Work item> Copy out each line of the data that contains "roof".
Source material Start Marker
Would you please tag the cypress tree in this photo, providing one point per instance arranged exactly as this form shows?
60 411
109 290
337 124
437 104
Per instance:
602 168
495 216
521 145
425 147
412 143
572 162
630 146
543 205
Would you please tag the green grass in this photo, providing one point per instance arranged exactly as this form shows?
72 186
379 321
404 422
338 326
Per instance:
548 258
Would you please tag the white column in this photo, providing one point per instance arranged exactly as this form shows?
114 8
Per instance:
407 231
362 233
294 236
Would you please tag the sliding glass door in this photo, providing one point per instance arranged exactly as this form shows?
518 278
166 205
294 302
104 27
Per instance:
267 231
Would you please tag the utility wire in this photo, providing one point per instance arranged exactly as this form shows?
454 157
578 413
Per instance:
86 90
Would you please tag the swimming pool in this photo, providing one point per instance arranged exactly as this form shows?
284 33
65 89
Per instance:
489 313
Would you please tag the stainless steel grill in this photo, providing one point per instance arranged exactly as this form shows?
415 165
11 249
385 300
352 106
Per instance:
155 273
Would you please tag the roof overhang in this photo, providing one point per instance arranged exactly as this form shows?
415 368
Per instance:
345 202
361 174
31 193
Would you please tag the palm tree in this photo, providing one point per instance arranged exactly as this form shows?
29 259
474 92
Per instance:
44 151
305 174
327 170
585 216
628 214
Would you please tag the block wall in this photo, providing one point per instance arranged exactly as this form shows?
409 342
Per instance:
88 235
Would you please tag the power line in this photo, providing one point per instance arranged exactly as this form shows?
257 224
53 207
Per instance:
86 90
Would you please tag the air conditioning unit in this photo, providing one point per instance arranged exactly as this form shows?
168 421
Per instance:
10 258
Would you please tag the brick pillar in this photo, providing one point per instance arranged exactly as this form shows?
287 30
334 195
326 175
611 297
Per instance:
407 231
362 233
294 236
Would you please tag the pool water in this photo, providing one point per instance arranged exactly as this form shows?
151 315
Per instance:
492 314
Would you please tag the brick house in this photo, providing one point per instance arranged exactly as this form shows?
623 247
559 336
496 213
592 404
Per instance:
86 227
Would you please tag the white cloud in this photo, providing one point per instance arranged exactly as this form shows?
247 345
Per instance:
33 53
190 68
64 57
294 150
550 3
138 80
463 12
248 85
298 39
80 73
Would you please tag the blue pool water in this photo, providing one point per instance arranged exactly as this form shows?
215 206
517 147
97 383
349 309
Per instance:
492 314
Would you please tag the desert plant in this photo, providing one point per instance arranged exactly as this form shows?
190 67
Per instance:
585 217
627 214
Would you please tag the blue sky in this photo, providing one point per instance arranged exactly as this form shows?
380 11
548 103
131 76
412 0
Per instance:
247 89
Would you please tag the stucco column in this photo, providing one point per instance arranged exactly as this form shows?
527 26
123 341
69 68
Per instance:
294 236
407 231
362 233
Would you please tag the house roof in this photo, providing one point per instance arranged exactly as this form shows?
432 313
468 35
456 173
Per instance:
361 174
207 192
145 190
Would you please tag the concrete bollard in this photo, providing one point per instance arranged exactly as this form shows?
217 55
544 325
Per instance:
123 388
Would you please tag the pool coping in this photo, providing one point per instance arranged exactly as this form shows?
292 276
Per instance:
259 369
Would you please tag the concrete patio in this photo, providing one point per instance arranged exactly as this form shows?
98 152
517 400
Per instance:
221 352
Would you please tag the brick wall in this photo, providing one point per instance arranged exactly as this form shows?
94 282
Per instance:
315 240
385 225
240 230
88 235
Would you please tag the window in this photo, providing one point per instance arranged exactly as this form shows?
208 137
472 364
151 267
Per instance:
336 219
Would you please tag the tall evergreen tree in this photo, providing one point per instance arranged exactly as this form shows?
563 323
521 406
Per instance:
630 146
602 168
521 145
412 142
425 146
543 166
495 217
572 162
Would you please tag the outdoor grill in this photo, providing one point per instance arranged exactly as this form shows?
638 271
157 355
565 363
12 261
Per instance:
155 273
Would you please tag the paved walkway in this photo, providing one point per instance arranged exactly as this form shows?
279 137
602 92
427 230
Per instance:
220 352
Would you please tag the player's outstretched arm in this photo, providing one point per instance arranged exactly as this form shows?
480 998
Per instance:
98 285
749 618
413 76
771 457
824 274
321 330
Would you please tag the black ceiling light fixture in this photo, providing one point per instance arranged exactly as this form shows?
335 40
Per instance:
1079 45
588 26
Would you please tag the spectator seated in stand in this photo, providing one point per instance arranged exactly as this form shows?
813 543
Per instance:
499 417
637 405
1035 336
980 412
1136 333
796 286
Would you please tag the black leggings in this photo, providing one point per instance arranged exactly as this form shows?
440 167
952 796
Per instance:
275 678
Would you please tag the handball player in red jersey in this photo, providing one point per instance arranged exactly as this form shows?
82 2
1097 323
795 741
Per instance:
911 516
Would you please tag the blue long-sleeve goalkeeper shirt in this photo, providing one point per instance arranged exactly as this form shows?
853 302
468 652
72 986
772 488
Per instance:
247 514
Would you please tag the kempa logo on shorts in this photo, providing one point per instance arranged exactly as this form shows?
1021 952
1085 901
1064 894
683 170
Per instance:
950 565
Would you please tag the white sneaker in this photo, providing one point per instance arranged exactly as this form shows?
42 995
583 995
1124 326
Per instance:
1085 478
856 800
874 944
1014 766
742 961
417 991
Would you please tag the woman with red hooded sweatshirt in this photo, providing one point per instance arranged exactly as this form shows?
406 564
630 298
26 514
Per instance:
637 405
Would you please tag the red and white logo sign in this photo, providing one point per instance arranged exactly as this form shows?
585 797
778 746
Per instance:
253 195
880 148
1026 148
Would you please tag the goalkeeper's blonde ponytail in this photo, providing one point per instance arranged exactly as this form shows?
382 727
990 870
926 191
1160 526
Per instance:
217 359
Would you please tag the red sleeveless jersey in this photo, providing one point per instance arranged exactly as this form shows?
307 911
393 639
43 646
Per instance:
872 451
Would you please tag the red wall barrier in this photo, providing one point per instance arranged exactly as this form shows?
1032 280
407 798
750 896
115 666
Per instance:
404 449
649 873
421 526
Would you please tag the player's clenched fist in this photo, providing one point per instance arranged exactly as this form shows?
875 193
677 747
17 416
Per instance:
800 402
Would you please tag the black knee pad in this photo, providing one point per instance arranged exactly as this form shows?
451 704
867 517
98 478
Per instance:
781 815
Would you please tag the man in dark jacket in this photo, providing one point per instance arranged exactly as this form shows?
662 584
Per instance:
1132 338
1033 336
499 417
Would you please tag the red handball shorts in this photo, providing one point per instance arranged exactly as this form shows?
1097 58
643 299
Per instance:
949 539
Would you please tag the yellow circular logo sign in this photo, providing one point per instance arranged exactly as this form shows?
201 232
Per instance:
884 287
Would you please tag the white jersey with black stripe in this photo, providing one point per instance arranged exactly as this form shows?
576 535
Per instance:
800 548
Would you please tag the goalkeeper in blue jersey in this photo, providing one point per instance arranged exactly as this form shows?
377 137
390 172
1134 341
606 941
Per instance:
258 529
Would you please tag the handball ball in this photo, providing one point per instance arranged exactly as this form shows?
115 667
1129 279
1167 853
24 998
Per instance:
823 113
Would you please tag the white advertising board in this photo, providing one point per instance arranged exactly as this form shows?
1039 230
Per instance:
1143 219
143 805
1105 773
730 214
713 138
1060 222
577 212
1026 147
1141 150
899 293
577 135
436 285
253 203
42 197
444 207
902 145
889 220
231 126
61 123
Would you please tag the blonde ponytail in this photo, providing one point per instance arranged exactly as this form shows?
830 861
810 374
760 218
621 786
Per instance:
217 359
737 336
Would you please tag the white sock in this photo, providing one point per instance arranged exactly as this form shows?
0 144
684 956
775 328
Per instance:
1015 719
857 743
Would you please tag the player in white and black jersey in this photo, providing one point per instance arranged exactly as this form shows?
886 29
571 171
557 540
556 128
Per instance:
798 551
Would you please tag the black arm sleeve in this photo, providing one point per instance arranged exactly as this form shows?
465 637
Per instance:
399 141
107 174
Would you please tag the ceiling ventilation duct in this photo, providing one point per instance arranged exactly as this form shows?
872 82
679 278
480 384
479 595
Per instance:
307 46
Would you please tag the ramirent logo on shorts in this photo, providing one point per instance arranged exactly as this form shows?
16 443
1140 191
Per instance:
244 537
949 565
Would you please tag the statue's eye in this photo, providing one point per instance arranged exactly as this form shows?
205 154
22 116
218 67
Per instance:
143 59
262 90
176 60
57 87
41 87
Source material End Marker
Exercise answer>
Would you please tag the roof overhang in this photo, providing one point per instance arranged exactly as this form shows?
Would you please tag the house roof in this photo, providing one point per instance arranged exactly as this form shows?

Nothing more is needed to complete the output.